Each line below is to be written out once more, precisely as given.

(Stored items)
○ ○ ○ ○ ○

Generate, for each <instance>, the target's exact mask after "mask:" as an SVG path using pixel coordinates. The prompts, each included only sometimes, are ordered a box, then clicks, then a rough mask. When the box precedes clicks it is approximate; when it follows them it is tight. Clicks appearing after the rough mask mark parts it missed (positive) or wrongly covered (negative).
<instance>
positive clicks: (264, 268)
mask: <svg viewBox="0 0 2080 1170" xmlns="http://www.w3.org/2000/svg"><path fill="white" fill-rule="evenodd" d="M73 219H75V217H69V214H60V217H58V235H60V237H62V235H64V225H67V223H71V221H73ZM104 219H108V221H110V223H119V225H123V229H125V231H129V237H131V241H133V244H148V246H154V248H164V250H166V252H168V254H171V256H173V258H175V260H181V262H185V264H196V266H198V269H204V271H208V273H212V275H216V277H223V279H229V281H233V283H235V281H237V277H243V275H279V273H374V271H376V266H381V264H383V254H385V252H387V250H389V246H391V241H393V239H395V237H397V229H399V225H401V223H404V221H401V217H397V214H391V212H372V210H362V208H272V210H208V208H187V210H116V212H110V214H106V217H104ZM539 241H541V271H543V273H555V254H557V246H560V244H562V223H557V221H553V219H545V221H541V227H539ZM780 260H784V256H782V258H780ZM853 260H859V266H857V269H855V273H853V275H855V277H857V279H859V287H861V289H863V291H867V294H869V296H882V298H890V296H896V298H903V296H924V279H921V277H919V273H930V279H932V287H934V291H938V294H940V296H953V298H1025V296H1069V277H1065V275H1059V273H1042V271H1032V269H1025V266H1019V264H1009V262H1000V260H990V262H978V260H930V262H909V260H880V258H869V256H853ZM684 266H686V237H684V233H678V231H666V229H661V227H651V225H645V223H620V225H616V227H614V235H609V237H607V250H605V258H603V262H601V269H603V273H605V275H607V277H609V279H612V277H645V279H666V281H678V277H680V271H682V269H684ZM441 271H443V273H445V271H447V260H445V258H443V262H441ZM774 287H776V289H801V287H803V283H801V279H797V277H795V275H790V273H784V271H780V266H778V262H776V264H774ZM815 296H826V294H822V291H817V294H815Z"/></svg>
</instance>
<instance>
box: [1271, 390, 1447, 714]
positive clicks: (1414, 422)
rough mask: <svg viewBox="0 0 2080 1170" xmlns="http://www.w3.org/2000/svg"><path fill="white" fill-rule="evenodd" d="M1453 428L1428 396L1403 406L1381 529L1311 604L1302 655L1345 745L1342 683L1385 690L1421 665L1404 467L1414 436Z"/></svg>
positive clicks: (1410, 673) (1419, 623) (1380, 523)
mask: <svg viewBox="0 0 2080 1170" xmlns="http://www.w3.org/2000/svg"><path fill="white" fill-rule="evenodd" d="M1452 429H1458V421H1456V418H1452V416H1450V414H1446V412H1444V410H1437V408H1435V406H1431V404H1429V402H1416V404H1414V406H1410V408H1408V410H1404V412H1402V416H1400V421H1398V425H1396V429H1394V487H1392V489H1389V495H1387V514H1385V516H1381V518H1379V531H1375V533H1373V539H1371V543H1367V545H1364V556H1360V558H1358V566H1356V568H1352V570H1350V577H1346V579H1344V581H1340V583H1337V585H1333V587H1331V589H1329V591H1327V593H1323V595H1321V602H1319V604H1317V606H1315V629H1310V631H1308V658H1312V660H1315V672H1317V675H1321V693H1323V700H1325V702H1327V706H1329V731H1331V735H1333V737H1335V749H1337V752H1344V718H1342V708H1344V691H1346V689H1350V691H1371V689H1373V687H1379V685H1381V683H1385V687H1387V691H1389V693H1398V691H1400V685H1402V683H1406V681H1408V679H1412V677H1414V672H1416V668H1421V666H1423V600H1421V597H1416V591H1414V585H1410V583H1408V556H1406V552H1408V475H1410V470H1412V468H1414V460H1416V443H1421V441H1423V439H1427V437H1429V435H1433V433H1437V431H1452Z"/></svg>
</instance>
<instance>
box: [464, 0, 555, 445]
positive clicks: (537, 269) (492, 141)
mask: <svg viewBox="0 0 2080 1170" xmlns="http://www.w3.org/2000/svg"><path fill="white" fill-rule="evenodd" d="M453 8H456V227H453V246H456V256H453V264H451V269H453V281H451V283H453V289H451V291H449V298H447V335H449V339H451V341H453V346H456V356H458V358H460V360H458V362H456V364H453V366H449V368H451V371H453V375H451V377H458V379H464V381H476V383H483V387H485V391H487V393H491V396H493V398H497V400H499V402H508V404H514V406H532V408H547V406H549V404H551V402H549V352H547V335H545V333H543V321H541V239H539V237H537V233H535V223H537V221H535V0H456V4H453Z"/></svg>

○ ○ ○ ○ ○

» EXERCISE ANSWER
Generate, for each <instance>, the target's exact mask after "mask:" as an SVG path using pixel coordinates. The prompts, each included only sometimes, are ordered a box, then clicks, then a rough mask. When the box precedes clicks it is approximate; when it follows them it is tight. Clicks appearing after the rough mask mark parts it missed (positive) or wrongly covered (negative).
<instance>
positive clicks: (264, 268)
mask: <svg viewBox="0 0 2080 1170" xmlns="http://www.w3.org/2000/svg"><path fill="white" fill-rule="evenodd" d="M73 219H75V217H69V214H60V217H58V235H60V237H62V235H64V225H67V223H71V221H73ZM104 219H108V221H110V223H119V225H123V229H125V231H129V237H131V241H133V244H148V246H154V248H164V250H166V252H168V254H171V256H173V258H175V260H181V262H185V264H196V266H198V269H204V271H208V273H212V275H216V277H223V279H229V281H233V283H235V281H237V277H243V275H279V273H374V271H376V266H381V264H383V254H385V252H387V250H389V246H391V241H393V239H395V237H397V229H399V225H401V223H404V221H401V217H397V214H391V212H372V210H362V208H272V210H208V208H187V210H116V212H110V214H106V217H104ZM539 241H541V271H543V273H555V254H557V246H560V244H562V223H557V221H553V219H545V221H541V227H539ZM780 260H784V256H782V258H780ZM853 260H859V266H857V269H855V273H853V275H855V277H857V279H859V287H861V289H863V291H867V294H869V296H882V298H890V296H896V298H903V296H924V279H921V277H919V273H930V279H932V287H934V291H938V294H940V296H953V298H1025V296H1069V277H1065V275H1059V273H1042V271H1032V269H1025V266H1019V264H1009V262H1000V260H990V262H978V260H930V262H909V260H880V258H869V256H853ZM684 266H686V237H684V233H678V231H666V229H661V227H651V225H645V223H620V225H616V227H614V235H609V237H607V250H605V258H603V262H601V269H603V273H605V275H607V277H609V279H612V277H645V279H666V281H678V277H680V271H682V269H684ZM441 271H443V273H445V271H447V260H445V258H443V262H441ZM774 287H776V289H801V287H803V283H801V279H797V277H795V275H790V273H784V271H780V266H778V262H776V264H774ZM815 296H826V294H822V291H817V294H815Z"/></svg>
</instance>
<instance>
box: [1271, 390, 1447, 714]
positive clicks: (1414, 422)
rough mask: <svg viewBox="0 0 2080 1170" xmlns="http://www.w3.org/2000/svg"><path fill="white" fill-rule="evenodd" d="M1453 428L1428 396L1403 406L1381 529L1311 604L1302 655L1345 745L1342 683L1385 690L1421 665L1404 467L1414 436Z"/></svg>
positive clicks: (1410, 673) (1419, 623) (1380, 523)
mask: <svg viewBox="0 0 2080 1170" xmlns="http://www.w3.org/2000/svg"><path fill="white" fill-rule="evenodd" d="M1452 429H1458V421H1456V418H1452V416H1450V414H1446V412H1444V410H1437V408H1435V406H1431V404H1429V402H1416V404H1414V406H1410V408H1408V410H1404V412H1402V416H1400V421H1398V425H1396V429H1394V487H1392V489H1389V495H1387V514H1385V516H1381V518H1379V531H1375V533H1373V539H1371V543H1367V545H1364V556H1360V558H1358V566H1356V568H1352V570H1350V577H1346V579H1344V581H1340V583H1337V585H1333V587H1331V589H1329V591H1327V593H1323V595H1321V602H1319V604H1317V606H1315V629H1310V631H1308V658H1312V660H1315V672H1317V675H1321V693H1323V700H1325V702H1327V706H1329V731H1331V735H1333V737H1335V749H1337V752H1344V718H1342V708H1344V691H1346V689H1350V691H1371V689H1373V687H1379V685H1381V683H1385V687H1387V691H1389V693H1398V691H1400V685H1402V683H1406V681H1408V679H1412V677H1414V672H1416V668H1421V666H1423V600H1421V597H1416V591H1414V585H1410V583H1408V556H1406V552H1408V475H1410V470H1412V468H1414V460H1416V443H1421V441H1423V439H1427V437H1429V435H1433V433H1437V431H1452Z"/></svg>
</instance>
<instance>
box: [464, 0, 555, 445]
positive clicks: (537, 269) (492, 141)
mask: <svg viewBox="0 0 2080 1170" xmlns="http://www.w3.org/2000/svg"><path fill="white" fill-rule="evenodd" d="M453 8H456V227H453V246H456V256H453V264H451V269H453V281H451V283H453V289H451V291H449V298H447V335H449V339H451V341H453V346H456V356H458V358H460V360H458V362H456V364H453V366H449V368H451V371H453V375H451V377H458V379H464V381H476V383H483V387H485V391H487V393H491V396H493V398H497V400H499V402H508V404H514V406H532V408H547V406H549V404H551V402H549V352H547V335H545V333H543V321H541V239H539V237H537V233H535V223H537V221H535V0H456V4H453Z"/></svg>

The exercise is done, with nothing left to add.